* _Stated task_:
Repeat word for word the part of the excerpt on interview responses about the Iron Guard that runs from "To begin with, the" up to and including "a rougher rhetoric.".
-- Begin Source extract --
There are certainly various nuances to each answer, but there was an undeniable pattern. While the against-the-movement side based their arguments on morality and portrayed extremism as a harmful product, the for-the-movement arguments were mostly based on stereotypes, fueled by negative personal experiences. As mentioned above, it is important to understand both sides and the reasoning behind each one. Unfortunately, due to the low number of interviewees and their insufficient diversity, it is difficult to tell whether there is any correlation between age, sex, social class and ethnicity and type of response, however there is definitely a correlation between ethnicity, political orientation and approach to answer, which will be detailedly discussed in the next section.
7. Approach
As there have been significant differences between the points of view of the respondents, highlighted in the previous section, it is also imperative to note the disparities in the approach to answer.
To begin with, the term ‘approach’ must be defined in this specific context. Approach here is similar to rhetoric as in the manner in which a respondent answered the questions and supported their arguments. The rhetoric refers to the phrases used (whether they used slurs, for example), their tone and their body language. It is not only important the content of each answer (which was thoroughly explained previously), but also the manner in which it is given. Therefore, the approaches should be divided into three categories: Romanians against the movement, Romanians for the movement and Jews. I believe Jews should be treated separately as the Iron Guard has directly affected their community in the interwar period, therefore they may be expected to have stronger views on this topic, represented through a rougher rhetoric.
-- End Source extract --
-- Begin Data records --
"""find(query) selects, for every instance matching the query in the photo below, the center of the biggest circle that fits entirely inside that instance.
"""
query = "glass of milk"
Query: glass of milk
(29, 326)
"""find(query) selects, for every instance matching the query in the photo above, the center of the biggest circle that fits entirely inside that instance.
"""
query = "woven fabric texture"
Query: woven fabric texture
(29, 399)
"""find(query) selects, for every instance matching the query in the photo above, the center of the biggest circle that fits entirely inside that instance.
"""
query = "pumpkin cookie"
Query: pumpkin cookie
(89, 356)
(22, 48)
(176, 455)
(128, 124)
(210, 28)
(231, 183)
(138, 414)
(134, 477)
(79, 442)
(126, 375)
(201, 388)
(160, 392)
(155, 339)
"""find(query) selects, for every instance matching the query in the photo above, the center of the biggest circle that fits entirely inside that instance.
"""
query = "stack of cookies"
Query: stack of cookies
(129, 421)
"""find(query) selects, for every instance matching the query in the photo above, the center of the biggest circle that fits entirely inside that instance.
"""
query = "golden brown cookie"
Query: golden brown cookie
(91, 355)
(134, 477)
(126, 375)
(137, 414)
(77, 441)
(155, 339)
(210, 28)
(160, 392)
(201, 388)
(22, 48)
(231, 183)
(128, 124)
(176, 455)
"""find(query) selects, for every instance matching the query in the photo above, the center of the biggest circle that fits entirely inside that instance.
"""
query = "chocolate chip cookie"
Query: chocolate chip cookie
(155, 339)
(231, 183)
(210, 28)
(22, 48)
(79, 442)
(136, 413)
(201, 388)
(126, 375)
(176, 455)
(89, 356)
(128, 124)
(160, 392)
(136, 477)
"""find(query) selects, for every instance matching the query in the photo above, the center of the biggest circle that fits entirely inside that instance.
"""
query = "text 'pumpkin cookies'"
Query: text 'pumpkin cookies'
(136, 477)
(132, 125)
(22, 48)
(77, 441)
-- End Data records --
-- Begin Data records --
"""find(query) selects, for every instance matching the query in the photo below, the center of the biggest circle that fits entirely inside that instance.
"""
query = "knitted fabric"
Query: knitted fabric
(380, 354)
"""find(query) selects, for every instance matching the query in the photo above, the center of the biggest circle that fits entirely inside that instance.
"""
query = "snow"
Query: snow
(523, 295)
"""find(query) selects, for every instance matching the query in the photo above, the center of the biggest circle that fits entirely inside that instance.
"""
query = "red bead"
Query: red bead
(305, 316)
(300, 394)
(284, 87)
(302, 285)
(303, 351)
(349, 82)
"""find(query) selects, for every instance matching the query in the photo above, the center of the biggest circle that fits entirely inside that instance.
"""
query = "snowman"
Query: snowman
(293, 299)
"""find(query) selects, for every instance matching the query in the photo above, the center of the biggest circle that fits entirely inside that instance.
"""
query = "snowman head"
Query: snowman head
-- End Data records --
* _Task output_:
To begin with, the term ‘approach’ must be defined in this specific context. Approach here is similar to rhetoric as in the manner in which a respondent answered the questions and supported their arguments. The rhetoric refers to the phrases used (whether they used slurs, for example), their tone and their body language. It is not only important the content of each answer (which was thoroughly explained previously), but also the manner in which it is given. Therefore, the approaches should be divided into three categories: Romanians against the movement, Romanians for the movement and Jews. I believe Jews should be treated separately as the Iron Guard has directly affected their community in the interwar period, therefore they may be expected to have stronger views on this topic, represented through a rougher rhetoric.